- Your goal
Reproduce each of the rows below word for word, but omit the pictures.

Data items:
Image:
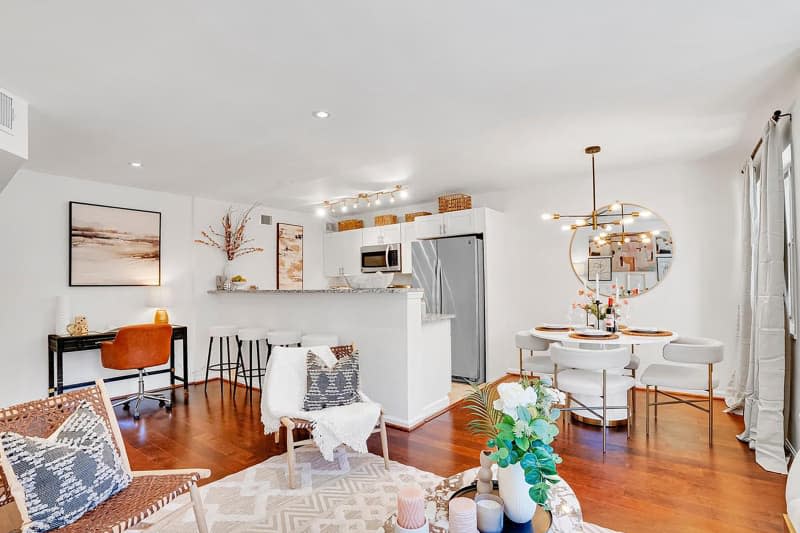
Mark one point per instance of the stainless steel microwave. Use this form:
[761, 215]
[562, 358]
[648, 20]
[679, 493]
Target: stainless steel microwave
[381, 258]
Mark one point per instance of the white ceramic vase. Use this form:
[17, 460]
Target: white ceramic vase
[518, 505]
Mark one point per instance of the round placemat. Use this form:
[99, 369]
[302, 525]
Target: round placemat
[578, 336]
[645, 334]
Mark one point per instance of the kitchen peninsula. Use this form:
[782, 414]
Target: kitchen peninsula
[404, 353]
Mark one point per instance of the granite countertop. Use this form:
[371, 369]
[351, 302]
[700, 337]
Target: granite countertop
[319, 291]
[433, 317]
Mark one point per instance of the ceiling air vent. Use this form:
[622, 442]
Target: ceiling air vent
[6, 113]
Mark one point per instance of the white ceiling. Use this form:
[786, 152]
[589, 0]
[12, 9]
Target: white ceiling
[216, 98]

- Correct output
Image:
Mark one point per instance of the stainless steel microwave. Use this form:
[761, 215]
[562, 358]
[648, 20]
[679, 493]
Target: stainless steel microwave
[381, 258]
Mark one point per instance of the white ceramic vase. Use this form:
[17, 460]
Target: white ceramic vase
[518, 505]
Mark one point per instance of the round placemat. Use this form:
[99, 369]
[302, 525]
Target: round placemat
[578, 336]
[645, 334]
Mark one point per instance of the kitchen peninsula. Use this form:
[782, 414]
Target: kitchen peninsula
[404, 353]
Mark one point per instance of the granite countertop. Use this form:
[371, 369]
[351, 302]
[700, 337]
Target: granite countertop
[319, 291]
[433, 317]
Mark one point per instance of the ceiling air vent. Use this form:
[622, 442]
Target: ceiling air vent
[6, 113]
Mark one point per instance of the white ceiling. Use this form:
[786, 152]
[589, 0]
[12, 9]
Target: white ceiling
[216, 98]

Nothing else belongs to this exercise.